[Stated task] Can you reproduce the listing from the line with "Query: concrete pillar" through the line with "Give the mask of the concrete", replacing "pillar" with "column" and leaving everything else unchanged? Return only those lines.

[Task inputs]

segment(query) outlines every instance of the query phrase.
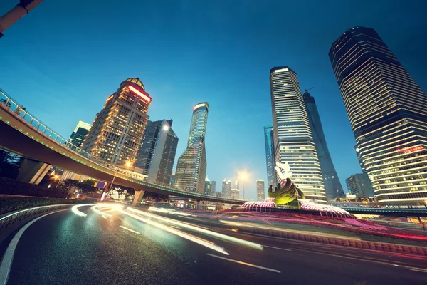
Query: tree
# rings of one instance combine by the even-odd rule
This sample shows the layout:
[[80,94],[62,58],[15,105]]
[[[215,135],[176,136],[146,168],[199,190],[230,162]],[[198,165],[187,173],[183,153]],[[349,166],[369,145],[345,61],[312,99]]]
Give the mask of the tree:
[[16,179],[20,164],[20,156],[0,150],[0,176]]

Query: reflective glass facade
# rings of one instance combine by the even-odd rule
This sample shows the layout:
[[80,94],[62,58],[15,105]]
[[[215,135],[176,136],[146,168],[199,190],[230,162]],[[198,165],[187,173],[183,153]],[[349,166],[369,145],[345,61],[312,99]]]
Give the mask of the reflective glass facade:
[[335,167],[327,148],[323,127],[322,127],[322,122],[320,121],[320,116],[317,111],[315,98],[307,90],[302,95],[302,98],[313,135],[313,141],[316,145],[319,163],[320,163],[326,198],[330,201],[337,197],[344,197],[342,186],[341,186],[341,182],[338,179],[338,175],[337,175],[337,171],[335,171]]
[[326,202],[320,165],[297,73],[288,66],[272,68],[270,88],[275,161],[289,163],[290,178],[306,199]]
[[122,82],[96,115],[83,150],[103,162],[133,163],[148,121],[151,100],[139,78]]
[[193,117],[187,147],[178,160],[175,187],[180,190],[202,194],[206,175],[205,134],[209,105],[201,103],[193,108]]
[[273,160],[273,125],[264,127],[264,140],[265,141],[265,161],[267,162],[267,183],[275,185],[274,182],[274,163]]
[[427,97],[371,28],[347,31],[329,56],[379,202],[425,204]]

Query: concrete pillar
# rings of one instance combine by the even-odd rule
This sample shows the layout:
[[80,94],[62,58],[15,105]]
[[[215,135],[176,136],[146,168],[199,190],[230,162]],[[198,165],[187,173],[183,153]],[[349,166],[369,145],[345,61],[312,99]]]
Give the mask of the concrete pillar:
[[51,165],[37,160],[23,158],[16,180],[21,182],[38,184],[51,169]]
[[134,195],[134,200],[133,202],[132,203],[132,206],[136,206],[136,205],[139,205],[141,204],[141,201],[142,200],[142,197],[144,197],[144,193],[145,193],[145,191],[143,190],[139,190],[137,189],[135,189],[135,195]]

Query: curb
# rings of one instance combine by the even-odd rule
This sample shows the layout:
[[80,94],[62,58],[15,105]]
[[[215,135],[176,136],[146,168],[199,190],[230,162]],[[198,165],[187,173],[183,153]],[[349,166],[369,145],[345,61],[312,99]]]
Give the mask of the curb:
[[[334,237],[319,237],[310,234],[295,234],[274,229],[258,229],[246,227],[235,227],[240,232],[249,232],[265,236],[281,237],[302,242],[316,242],[319,244],[337,245],[341,247],[354,247],[362,249],[379,250],[381,252],[419,255],[427,256],[427,247],[387,244],[385,242],[360,241],[355,239],[339,239]],[[235,228],[234,227],[233,228]],[[228,227],[230,228],[230,227]]]

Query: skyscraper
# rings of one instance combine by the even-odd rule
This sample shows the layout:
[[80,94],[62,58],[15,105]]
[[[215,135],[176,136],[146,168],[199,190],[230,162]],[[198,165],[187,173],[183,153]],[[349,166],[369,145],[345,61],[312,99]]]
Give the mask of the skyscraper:
[[373,197],[374,191],[369,177],[366,173],[357,173],[345,180],[347,190],[350,194],[357,197]]
[[216,192],[216,181],[211,182],[211,194],[214,195]]
[[338,179],[337,171],[327,148],[326,139],[323,133],[323,127],[322,127],[322,121],[320,121],[320,116],[319,116],[315,98],[312,97],[307,90],[304,93],[302,98],[304,99],[304,104],[305,104],[308,121],[313,135],[313,141],[319,157],[326,199],[332,200],[337,197],[344,197],[342,186],[341,186],[341,182]]
[[193,108],[187,147],[178,160],[175,186],[181,190],[203,193],[206,175],[205,133],[209,105],[201,103]]
[[211,181],[208,179],[208,177],[206,177],[205,179],[205,189],[204,189],[204,194],[206,194],[206,195],[211,195]]
[[148,121],[135,165],[151,182],[168,186],[175,160],[178,137],[172,120]]
[[265,161],[267,162],[267,183],[269,185],[275,187],[274,162],[273,155],[273,142],[271,135],[273,134],[273,125],[266,125],[264,127],[264,139],[265,141]]
[[256,200],[264,201],[265,200],[265,186],[264,180],[258,179],[256,180]]
[[139,78],[127,78],[107,98],[82,148],[112,164],[133,163],[148,121],[152,98]]
[[329,56],[379,202],[424,204],[427,97],[371,28],[347,30]]
[[322,172],[297,73],[288,66],[272,68],[270,88],[275,161],[289,163],[290,178],[307,199],[325,202]]
[[74,128],[74,131],[73,131],[73,133],[70,136],[70,139],[68,140],[70,142],[78,147],[81,147],[90,127],[90,124],[85,123],[83,120],[79,120]]

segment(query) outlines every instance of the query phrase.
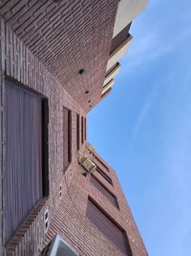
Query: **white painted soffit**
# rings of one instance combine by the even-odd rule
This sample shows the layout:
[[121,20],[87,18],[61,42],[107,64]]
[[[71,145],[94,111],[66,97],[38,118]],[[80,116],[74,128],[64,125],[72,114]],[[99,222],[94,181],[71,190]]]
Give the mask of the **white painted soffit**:
[[149,0],[120,0],[117,12],[114,34],[115,37],[146,7]]
[[125,39],[117,49],[110,54],[108,64],[107,64],[107,71],[114,66],[118,60],[126,54],[128,51],[131,41],[132,41],[132,36],[129,35],[127,39]]
[[116,75],[118,73],[118,71],[120,70],[120,64],[117,63],[117,66],[116,66],[105,78],[104,82],[103,82],[103,86],[105,86],[112,79],[114,79],[116,77]]
[[104,94],[109,88],[111,88],[115,83],[115,80],[112,79],[104,87],[101,94]]

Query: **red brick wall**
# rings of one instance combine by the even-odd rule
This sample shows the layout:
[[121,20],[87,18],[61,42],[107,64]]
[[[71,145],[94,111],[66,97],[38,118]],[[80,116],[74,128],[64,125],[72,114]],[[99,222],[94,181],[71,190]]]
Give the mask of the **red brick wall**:
[[[18,230],[14,240],[7,245],[11,251],[15,251],[15,255],[38,255],[38,247],[42,245],[44,237],[44,212],[47,208],[50,211],[50,221],[52,220],[56,207],[59,205],[59,185],[63,177],[63,130],[62,130],[62,109],[66,106],[73,111],[72,128],[75,130],[75,112],[86,116],[85,111],[76,101],[67,92],[59,81],[46,70],[41,62],[26,47],[15,34],[0,18],[0,68],[1,68],[1,178],[0,178],[0,255],[3,255],[4,243],[4,204],[6,203],[3,191],[4,180],[4,157],[5,147],[4,137],[4,86],[6,77],[15,80],[28,88],[32,88],[49,99],[49,179],[50,197],[48,200],[43,200],[34,209],[34,212],[27,218],[21,228]],[[76,132],[72,136],[72,157],[76,155]],[[74,174],[67,172],[69,179]],[[63,186],[64,187],[64,186]],[[37,211],[36,211],[37,209]],[[32,245],[35,244],[35,246]],[[5,253],[5,249],[4,249]],[[6,255],[6,254],[5,254]],[[13,254],[14,255],[14,254]]]
[[[82,151],[82,154],[84,152],[88,154],[84,149],[80,151]],[[101,160],[103,161],[103,159]],[[82,167],[74,163],[71,169],[74,172],[74,178],[71,181],[68,178],[66,180],[68,183],[67,189],[64,191],[58,211],[51,223],[45,244],[56,234],[59,234],[75,248],[79,255],[123,255],[86,218],[88,196],[90,196],[125,229],[133,255],[147,255],[115,171],[109,167],[108,175],[112,178],[114,186],[110,185],[97,172],[95,172],[94,175],[117,196],[119,210],[90,182],[90,175],[87,176],[82,175],[84,173]]]
[[[61,234],[63,238],[68,240],[81,255],[122,255],[121,252],[85,218],[88,195],[95,198],[100,206],[105,208],[108,214],[126,230],[133,255],[147,255],[115,172],[110,169],[110,175],[114,181],[114,187],[110,187],[110,189],[118,198],[120,211],[111,205],[111,203],[90,184],[89,176],[85,177],[81,175],[83,169],[77,163],[76,113],[86,116],[86,112],[89,110],[89,105],[87,105],[87,100],[89,100],[89,98],[86,98],[89,94],[84,95],[84,91],[87,90],[87,88],[91,90],[91,105],[94,105],[100,100],[100,91],[111,45],[112,30],[117,1],[84,0],[80,1],[80,5],[77,4],[77,1],[62,1],[66,2],[67,6],[66,12],[59,22],[61,22],[61,26],[64,20],[64,26],[67,27],[65,33],[68,36],[63,35],[63,37],[57,42],[58,49],[63,48],[63,53],[61,54],[63,58],[60,59],[58,58],[57,60],[53,60],[51,48],[47,48],[47,45],[51,43],[51,39],[48,35],[42,38],[39,37],[38,39],[38,43],[42,43],[42,45],[45,46],[45,50],[47,51],[46,56],[49,56],[48,58],[44,58],[41,53],[38,52],[38,47],[35,48],[37,49],[36,52],[31,45],[32,37],[33,35],[38,36],[39,33],[43,33],[38,27],[40,26],[40,20],[45,22],[45,27],[47,24],[46,19],[40,19],[40,16],[36,16],[39,11],[33,12],[33,16],[30,16],[30,18],[35,19],[37,22],[34,26],[34,34],[31,35],[32,37],[25,38],[25,33],[28,35],[29,31],[27,27],[25,27],[28,26],[27,23],[25,24],[22,20],[20,21],[20,25],[24,34],[22,33],[19,35],[17,31],[17,35],[22,37],[22,40],[12,32],[12,29],[10,28],[12,26],[12,28],[15,29],[15,26],[18,26],[19,15],[21,15],[21,13],[24,14],[22,10],[26,10],[27,8],[26,13],[28,13],[28,8],[29,10],[32,8],[29,4],[25,6],[25,9],[22,9],[24,2],[25,1],[16,1],[16,3],[20,3],[20,6],[16,5],[13,8],[13,12],[10,12],[14,6],[15,1],[9,1],[9,5],[4,5],[1,12],[3,12],[4,18],[7,20],[10,19],[10,21],[8,21],[8,24],[5,24],[4,19],[0,18],[0,139],[3,145],[1,147],[2,151],[0,155],[2,167],[0,176],[0,255],[37,256],[43,246],[56,233]],[[41,5],[43,1],[37,2],[37,5]],[[47,8],[49,6],[48,2],[51,1],[46,1]],[[53,4],[50,4],[50,8],[51,7],[53,7]],[[64,7],[61,6],[60,8],[62,10]],[[48,9],[43,8],[43,12],[46,12],[46,10]],[[84,12],[86,14],[84,14]],[[12,14],[13,12],[14,15]],[[38,14],[41,15],[40,13]],[[68,15],[68,19],[66,15]],[[16,18],[16,24],[15,20],[12,19],[13,16]],[[51,17],[49,18],[51,19]],[[53,24],[52,23],[52,25]],[[78,26],[82,26],[80,33],[78,32]],[[53,27],[50,28],[52,33],[54,31],[56,33],[59,32],[58,29],[54,30]],[[82,34],[81,31],[83,31]],[[44,33],[47,35],[48,31],[45,30]],[[59,35],[59,33],[56,34],[56,36],[57,35]],[[61,45],[61,43],[66,43],[66,45]],[[32,50],[30,50],[29,47]],[[39,61],[39,59],[41,59],[41,61]],[[50,59],[57,63],[58,67],[56,70],[53,69],[53,65],[50,64]],[[61,63],[61,66],[59,63]],[[77,75],[76,71],[82,66],[87,70],[87,73],[85,73],[87,76],[85,74],[81,77]],[[4,205],[6,201],[4,200],[2,184],[4,181],[4,172],[6,171],[4,166],[6,147],[4,144],[4,86],[6,77],[23,83],[28,88],[32,88],[40,92],[49,99],[50,196],[48,198],[38,203],[19,230],[17,230],[13,240],[5,246]],[[73,160],[65,175],[63,175],[62,160],[63,106],[73,111]],[[86,109],[86,111],[84,109]],[[79,127],[81,128],[81,126]],[[81,134],[81,132],[79,132],[79,134]],[[83,146],[80,151],[85,151]],[[107,187],[110,186],[98,174],[96,175]],[[62,185],[61,198],[59,197],[60,184]],[[46,209],[49,209],[51,227],[45,239],[44,213]]]
[[0,3],[0,15],[75,101],[90,110],[101,98],[117,3],[7,0]]

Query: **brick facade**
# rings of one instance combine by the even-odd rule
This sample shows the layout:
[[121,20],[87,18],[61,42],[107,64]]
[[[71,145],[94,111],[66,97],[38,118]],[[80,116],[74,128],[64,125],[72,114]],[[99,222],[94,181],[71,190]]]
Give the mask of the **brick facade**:
[[[90,175],[82,175],[84,169],[78,164],[78,157],[89,154],[85,142],[80,143],[78,151],[76,150],[76,113],[81,122],[81,116],[86,117],[90,110],[90,104],[94,106],[101,100],[118,1],[61,2],[58,6],[53,1],[0,2],[0,255],[37,256],[57,233],[81,256],[123,255],[86,218],[89,196],[126,231],[133,255],[147,255],[115,171],[101,159],[109,169],[108,175],[114,186],[97,172],[95,175],[117,198],[119,209],[90,183]],[[78,74],[81,68],[85,70],[82,76]],[[5,80],[8,79],[48,98],[49,197],[35,205],[5,244],[4,106]],[[63,106],[72,110],[72,163],[65,174]],[[48,232],[44,223],[47,209]]]

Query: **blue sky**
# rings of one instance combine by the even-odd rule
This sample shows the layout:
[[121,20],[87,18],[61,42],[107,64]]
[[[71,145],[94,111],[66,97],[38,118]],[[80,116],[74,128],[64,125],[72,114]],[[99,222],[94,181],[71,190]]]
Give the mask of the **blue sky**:
[[191,256],[191,2],[150,1],[89,141],[116,170],[150,256]]

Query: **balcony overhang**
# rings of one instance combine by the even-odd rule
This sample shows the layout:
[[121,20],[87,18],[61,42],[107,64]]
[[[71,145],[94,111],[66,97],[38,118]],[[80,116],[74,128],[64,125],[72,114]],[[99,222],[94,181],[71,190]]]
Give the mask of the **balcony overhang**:
[[105,77],[103,86],[105,86],[120,70],[120,64],[117,62],[117,66]]
[[132,35],[129,35],[128,37],[110,54],[107,70],[115,65],[126,54],[130,47],[132,38]]
[[146,7],[148,0],[120,0],[117,12],[114,34],[115,37]]
[[110,89],[115,83],[115,80],[112,79],[104,87],[103,87],[103,90],[102,90],[102,95],[108,90]]

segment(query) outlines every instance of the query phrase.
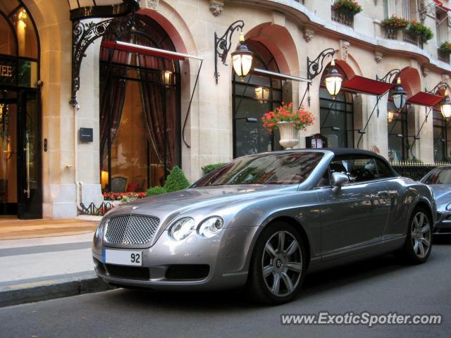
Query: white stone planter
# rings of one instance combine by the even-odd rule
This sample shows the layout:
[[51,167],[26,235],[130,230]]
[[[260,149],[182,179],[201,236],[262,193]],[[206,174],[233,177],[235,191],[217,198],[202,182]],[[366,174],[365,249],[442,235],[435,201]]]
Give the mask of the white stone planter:
[[295,128],[295,123],[278,122],[277,127],[280,132],[280,145],[285,149],[292,149],[299,143],[299,130]]
[[121,201],[105,201],[105,203],[108,203],[108,202],[111,203],[111,206],[113,207],[113,208],[115,206],[118,206],[121,204],[123,204],[123,202]]

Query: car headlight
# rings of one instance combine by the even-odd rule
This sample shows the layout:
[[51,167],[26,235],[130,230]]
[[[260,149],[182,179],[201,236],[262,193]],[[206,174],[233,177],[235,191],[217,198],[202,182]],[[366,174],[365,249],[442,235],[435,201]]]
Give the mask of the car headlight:
[[222,230],[224,220],[218,216],[213,216],[204,220],[199,225],[199,234],[204,237],[213,237]]
[[105,228],[105,225],[106,225],[107,223],[108,220],[105,218],[103,219],[101,222],[100,222],[100,224],[97,227],[97,229],[96,229],[96,232],[94,234],[94,237],[95,238],[99,238],[101,236],[101,234],[104,232],[104,229]]
[[194,220],[190,217],[185,217],[173,224],[169,230],[169,233],[173,239],[181,241],[190,236],[195,227]]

[Finished task]
Query: concrete column
# rings of one instance combine by the even-odd rule
This sample shows the layout:
[[80,94],[62,58],[15,105]]
[[[215,135],[176,136],[146,168],[199,190],[230,162]],[[198,165],[187,173],[183,153]],[[349,166],[369,145],[345,61],[312,99]]]
Give the mask of the concrete column:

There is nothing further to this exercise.